▶ _THE REQUEST_:
Duplicate the lines of the material that open with the line containing "Target: narrow lance-shaped leaf" and close with the line containing "51 10 L 51 13", both included.

▶ _AVAILABLE DATA_:
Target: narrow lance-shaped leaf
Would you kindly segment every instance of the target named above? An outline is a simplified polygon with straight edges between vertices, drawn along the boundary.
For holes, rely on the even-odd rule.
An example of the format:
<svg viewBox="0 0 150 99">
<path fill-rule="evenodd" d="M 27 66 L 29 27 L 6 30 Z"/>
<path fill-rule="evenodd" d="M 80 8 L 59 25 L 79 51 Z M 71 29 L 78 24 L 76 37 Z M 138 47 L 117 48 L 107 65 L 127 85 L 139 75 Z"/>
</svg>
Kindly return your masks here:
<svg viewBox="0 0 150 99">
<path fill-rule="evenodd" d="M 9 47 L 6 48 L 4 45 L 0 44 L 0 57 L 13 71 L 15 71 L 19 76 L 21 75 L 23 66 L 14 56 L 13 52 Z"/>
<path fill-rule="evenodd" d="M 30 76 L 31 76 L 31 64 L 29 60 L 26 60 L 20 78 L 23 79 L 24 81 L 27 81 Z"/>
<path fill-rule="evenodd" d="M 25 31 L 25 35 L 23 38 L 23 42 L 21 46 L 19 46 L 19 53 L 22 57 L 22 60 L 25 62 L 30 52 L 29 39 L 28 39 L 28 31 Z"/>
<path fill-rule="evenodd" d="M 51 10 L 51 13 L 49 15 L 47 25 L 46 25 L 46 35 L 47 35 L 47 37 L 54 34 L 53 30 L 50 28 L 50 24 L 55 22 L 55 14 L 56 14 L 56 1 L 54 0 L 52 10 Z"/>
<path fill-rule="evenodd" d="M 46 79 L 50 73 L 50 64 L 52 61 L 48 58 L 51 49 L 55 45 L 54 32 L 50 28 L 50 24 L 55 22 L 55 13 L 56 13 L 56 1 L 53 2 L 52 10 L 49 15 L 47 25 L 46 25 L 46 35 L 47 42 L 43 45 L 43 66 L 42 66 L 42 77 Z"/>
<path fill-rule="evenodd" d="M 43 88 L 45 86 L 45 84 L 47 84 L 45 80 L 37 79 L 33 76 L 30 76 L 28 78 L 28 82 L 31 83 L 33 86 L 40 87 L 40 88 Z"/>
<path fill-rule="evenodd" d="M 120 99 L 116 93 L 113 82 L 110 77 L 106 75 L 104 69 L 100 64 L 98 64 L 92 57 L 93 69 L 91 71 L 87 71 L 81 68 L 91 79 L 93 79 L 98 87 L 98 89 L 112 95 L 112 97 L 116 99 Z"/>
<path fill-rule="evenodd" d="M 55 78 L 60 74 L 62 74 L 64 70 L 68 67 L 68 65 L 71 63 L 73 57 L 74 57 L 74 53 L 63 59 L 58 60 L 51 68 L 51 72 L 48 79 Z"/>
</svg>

---

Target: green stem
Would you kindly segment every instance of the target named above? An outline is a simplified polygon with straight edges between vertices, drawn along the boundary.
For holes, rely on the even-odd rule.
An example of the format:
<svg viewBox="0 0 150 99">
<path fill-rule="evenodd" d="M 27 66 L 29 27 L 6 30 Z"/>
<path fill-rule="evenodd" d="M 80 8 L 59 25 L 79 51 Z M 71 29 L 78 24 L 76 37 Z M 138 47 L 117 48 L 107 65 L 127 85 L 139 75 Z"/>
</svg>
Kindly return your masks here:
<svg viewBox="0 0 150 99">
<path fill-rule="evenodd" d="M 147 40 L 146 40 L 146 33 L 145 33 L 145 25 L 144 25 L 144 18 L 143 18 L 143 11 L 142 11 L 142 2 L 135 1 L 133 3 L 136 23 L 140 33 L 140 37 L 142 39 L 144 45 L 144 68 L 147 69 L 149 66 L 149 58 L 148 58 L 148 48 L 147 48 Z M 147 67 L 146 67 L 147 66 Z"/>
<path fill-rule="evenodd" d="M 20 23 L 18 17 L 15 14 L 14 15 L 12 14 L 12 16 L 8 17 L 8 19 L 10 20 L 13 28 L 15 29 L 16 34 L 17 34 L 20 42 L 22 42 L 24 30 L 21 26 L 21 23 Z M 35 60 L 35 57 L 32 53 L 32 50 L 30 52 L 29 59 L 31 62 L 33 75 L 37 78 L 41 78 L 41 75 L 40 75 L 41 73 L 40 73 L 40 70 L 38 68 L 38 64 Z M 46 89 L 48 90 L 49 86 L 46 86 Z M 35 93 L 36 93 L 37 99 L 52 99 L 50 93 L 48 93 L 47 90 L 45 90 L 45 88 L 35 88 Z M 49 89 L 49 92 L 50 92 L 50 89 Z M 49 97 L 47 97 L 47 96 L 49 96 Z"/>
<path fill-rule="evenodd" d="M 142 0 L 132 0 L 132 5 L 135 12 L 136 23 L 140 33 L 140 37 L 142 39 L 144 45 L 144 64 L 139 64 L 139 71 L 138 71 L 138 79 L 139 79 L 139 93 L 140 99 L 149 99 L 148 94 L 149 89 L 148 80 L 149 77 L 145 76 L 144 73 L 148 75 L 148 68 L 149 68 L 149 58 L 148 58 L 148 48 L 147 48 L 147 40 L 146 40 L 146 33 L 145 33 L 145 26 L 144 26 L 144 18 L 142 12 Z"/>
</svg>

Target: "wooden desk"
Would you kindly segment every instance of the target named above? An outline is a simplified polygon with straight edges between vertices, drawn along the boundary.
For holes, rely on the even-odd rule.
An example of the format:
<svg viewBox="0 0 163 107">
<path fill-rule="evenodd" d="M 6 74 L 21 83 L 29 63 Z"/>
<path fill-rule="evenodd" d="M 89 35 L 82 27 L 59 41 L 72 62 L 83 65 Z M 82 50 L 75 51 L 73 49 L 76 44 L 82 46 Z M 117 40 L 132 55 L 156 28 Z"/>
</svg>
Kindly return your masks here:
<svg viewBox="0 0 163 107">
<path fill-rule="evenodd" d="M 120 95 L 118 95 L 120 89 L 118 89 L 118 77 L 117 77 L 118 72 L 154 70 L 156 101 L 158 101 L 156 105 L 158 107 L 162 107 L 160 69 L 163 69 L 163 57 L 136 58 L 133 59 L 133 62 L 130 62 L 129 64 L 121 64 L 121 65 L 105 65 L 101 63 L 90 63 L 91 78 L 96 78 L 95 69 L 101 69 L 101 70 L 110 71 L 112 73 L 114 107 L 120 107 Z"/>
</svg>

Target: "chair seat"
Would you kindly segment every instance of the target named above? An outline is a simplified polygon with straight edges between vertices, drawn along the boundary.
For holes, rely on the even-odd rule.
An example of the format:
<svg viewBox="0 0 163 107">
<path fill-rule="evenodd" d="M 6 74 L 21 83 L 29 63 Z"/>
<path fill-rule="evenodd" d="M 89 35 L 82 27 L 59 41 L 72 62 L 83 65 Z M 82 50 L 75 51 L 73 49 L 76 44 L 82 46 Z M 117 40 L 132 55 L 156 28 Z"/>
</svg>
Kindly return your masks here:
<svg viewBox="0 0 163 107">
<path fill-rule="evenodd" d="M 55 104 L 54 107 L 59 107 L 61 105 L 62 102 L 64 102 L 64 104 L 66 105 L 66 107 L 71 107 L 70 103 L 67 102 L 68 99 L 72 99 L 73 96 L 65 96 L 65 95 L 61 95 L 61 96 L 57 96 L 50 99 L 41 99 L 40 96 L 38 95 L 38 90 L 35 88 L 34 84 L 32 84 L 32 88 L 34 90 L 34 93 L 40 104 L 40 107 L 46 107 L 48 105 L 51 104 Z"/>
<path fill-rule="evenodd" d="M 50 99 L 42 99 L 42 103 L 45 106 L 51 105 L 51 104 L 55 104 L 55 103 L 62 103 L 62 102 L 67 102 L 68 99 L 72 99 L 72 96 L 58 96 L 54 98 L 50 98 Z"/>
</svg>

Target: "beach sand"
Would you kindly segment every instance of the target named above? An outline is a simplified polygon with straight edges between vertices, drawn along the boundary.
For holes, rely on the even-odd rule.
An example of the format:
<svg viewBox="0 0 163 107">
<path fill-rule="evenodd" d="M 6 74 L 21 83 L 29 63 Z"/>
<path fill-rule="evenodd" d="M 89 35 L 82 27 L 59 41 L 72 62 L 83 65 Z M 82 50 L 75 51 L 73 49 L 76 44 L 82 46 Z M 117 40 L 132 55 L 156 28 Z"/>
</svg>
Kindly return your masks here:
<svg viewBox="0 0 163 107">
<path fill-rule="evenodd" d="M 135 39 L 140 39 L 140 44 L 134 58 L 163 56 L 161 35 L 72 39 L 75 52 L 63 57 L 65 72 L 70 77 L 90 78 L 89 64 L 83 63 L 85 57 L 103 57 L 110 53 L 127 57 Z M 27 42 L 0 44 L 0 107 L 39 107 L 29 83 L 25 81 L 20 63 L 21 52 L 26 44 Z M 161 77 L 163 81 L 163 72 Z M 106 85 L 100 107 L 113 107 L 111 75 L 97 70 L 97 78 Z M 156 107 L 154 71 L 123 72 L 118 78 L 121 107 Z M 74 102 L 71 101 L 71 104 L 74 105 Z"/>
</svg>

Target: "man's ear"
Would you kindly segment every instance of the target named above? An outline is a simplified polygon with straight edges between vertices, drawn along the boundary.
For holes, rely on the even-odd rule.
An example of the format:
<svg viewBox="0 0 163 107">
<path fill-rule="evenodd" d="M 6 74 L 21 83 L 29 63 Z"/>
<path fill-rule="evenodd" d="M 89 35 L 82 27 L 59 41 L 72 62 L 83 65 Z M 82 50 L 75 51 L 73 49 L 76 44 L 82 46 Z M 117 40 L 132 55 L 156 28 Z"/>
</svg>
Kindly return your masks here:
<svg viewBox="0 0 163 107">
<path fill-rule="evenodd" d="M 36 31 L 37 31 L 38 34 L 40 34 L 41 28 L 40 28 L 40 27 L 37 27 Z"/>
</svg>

▶ _EXERCISE OUTPUT_:
Target: narrow lance-shaped leaf
Would you kindly segment every instance of the target named above? An outline is a simplified polygon with straight edges between vertices, drawn along the boundary.
For holes, rely on the even-odd rule.
An example of the format:
<svg viewBox="0 0 150 99">
<path fill-rule="evenodd" d="M 27 66 L 29 27 L 6 30 Z"/>
<path fill-rule="evenodd" d="M 80 8 L 59 25 L 79 51 Z M 71 29 L 78 24 L 76 37 Z M 138 47 L 117 48 L 107 65 L 127 85 L 139 75 Z"/>
</svg>
Kindly return your masks here:
<svg viewBox="0 0 150 99">
<path fill-rule="evenodd" d="M 9 47 L 6 48 L 4 45 L 0 44 L 0 57 L 13 71 L 15 71 L 19 76 L 21 75 L 23 66 L 14 56 L 13 52 Z"/>
<path fill-rule="evenodd" d="M 30 76 L 31 76 L 31 64 L 29 60 L 26 60 L 20 78 L 23 79 L 24 81 L 27 81 Z"/>
<path fill-rule="evenodd" d="M 25 31 L 25 35 L 23 38 L 23 42 L 21 46 L 19 46 L 19 53 L 22 57 L 22 60 L 25 62 L 30 52 L 29 39 L 28 39 L 28 31 Z"/>
<path fill-rule="evenodd" d="M 51 10 L 51 13 L 49 15 L 47 25 L 46 25 L 46 35 L 47 35 L 47 37 L 54 34 L 53 30 L 50 28 L 50 24 L 55 22 L 55 14 L 56 14 L 56 1 L 54 0 L 52 10 Z"/>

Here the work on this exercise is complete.